#### WHAT IS BEING ASKED
Output every line of the rows below as a JSON list of strings, with one string per line and no entries for blank lines.

#### Data records
────────────────────────────────────────

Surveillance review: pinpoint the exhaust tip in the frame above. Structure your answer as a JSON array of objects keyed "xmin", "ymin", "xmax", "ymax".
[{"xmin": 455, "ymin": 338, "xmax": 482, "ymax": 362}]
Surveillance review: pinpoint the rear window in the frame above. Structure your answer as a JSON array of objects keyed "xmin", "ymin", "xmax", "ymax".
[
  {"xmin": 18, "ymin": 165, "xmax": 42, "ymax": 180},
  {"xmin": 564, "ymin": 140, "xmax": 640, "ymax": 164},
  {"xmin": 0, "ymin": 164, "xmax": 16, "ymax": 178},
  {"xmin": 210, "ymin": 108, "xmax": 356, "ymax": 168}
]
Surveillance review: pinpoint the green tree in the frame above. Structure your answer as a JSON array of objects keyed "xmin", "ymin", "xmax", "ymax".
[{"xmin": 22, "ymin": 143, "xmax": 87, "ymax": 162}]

────────────────────────────────────────

#### SOLUTION TO THIS EXERCISE
[
  "Surveillance review: pinpoint the exhaust tip in the frame above. Structure your answer as a JSON array of objects keyed \"xmin\", \"ymin\", \"xmax\", \"ymax\".",
  "[{\"xmin\": 455, \"ymin\": 338, \"xmax\": 482, \"ymax\": 362}]",
  "Surveillance review: pinpoint the rear window in the frame above. Structure your answer as a JSON array of objects keyed \"xmin\", \"ymin\", \"xmax\", \"ymax\".",
  "[",
  "  {\"xmin\": 18, \"ymin\": 165, \"xmax\": 42, \"ymax\": 180},",
  "  {\"xmin\": 564, \"ymin\": 140, \"xmax\": 640, \"ymax\": 164},",
  "  {\"xmin\": 0, \"ymin\": 164, \"xmax\": 16, \"ymax\": 178},",
  "  {\"xmin\": 210, \"ymin\": 108, \"xmax\": 356, \"ymax\": 168}",
  "]",
  "Surveillance review: pinpoint the green tree in the frame above. Structure your answer as a JSON array of objects keyed \"xmin\", \"ymin\", \"xmax\", \"ymax\".",
  "[{\"xmin\": 22, \"ymin\": 143, \"xmax\": 87, \"ymax\": 162}]"
]